▶ _CONSIGNES_:
#1 Traduisez en anglais la phrase suivante, tirée de l'extrait sur l'OHD au cours de l'OAP : « Ces données sont à confirmer par des études prospectives randomisées de plus grande ampleur. »
#2 D'après l'extrait sur l'OHD au cours de l'OAP, quelle proportion des patients recevant de l'OHD s'est améliorée sans nécessiter de ventilation invasive ?
#3 Prolongez l'extrait sur l'OHD au cours de l'OAP à la suite de sa dernière phrase.

▶ _EXTRAIT DE PAGE_:
Une étude observationnelle 8, de faible effectif (5 patients) rapporte l’utilisation de l’OHD au cours d’un OAP et met en évidence un succès du traitement par OHD. Une étude récente 9 monocentrique et rétrospective s’est intéressée à l’utilisation de l’OHD au cours de l’OAP. L’oxygénation par OHD (76 patients) a été comparée de manière rétrospective à la ventilation mécanique invasive (73 patients) au cours d’un OAP avec hypoxémie. La
mortalité n’était pas différente entre les 2 groupes. Parmi les patients recevant de l’OHD 86,8% d’entre eux se sont améliorés sans nécessité d’une ventilation invasive. Ces données sont à confirmer par des études prospectives randomisées de plus grande ampleur.
Aucune étude randomisée n’a comparé l’OHD à la technique de référence, la ventilation non invasive en pression positive, qui est recommandée par la société européenne de cardiologie au cours de l’OAP avec hypoxémie (grade IIa, niveau B)10.

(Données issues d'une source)
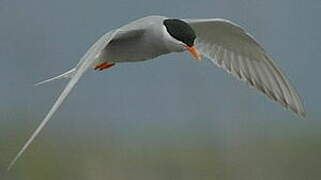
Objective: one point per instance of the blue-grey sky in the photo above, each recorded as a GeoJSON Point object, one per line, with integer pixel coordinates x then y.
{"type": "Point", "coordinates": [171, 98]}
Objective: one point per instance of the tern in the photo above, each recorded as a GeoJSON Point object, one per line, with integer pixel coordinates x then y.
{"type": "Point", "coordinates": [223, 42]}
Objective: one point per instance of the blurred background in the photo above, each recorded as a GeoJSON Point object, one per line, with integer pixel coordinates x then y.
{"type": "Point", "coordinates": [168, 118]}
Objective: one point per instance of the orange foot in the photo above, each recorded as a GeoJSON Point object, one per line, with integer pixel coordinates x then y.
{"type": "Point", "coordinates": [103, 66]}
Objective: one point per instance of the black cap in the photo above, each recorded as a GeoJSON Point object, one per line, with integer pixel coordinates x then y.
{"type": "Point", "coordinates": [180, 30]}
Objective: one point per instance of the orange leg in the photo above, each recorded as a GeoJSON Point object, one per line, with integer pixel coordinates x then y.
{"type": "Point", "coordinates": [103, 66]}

* * *

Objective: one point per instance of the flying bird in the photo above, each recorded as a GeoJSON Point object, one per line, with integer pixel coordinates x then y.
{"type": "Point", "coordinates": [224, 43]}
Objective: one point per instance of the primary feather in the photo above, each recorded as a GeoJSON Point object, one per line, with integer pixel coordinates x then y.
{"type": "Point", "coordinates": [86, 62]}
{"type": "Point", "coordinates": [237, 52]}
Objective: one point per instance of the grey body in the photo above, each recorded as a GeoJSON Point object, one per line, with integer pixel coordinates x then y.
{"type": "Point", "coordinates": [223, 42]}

▶ _RÉPONSES_:
#1 These data need to be confirmed by larger prospective randomized studies.

#2 86,8 % d'entre eux.

#3
Actuellement il n’y a pas de données suffisantes pour recommander l’utilisation de l’OHD au cours d’un OAP. La technique d’oxygénation par ventilation non invasive en pression positive reste le choix numéro 1 en cas d’hypoxémie.
Risques associés à la technique
Il existe des données dans la littérature suggérant un bénéfice à la mise en place d’OHD chez les patients avec une insuffisance respiratoire aiguë. Cependant il faut regarder ces résultats en prenant en compte certaines limites : l’hétérogénéité des patients inclus, certaines études utilisent comme critère de jugement des données physiologiques sans mettre en évidence de bénéfice clinique, les réglages de l’OHD varient au sein des différentes études ne permettant pas de généraliser les résultats.
L’OHD nécessite une surveillance rigoureuse pour ne pas retarder l’intubation lorsqu’elle est nécessaire. Il est donc important d’assurer une surveillance en soins intensif avec un examen clinique régulier afin de dépister l’apparition de nouvelle défaillance.
Par ailleurs, des objectifs de succès ou d’échec peuvent être décidés par avance et pourraient permettre de limiter le retard d’intubation. Ces critères restent à évaluer.
En effet, l’utilisation inappropriée de l’OHD peut conduire à retarder une intubation. Kang et al. 11 ont mis en évidence une augmentation de la mortalité pour les patients qui avaient un échec de traitement par OHD et qui étaient intubés au-delà de la 48ème heure de prise en charge.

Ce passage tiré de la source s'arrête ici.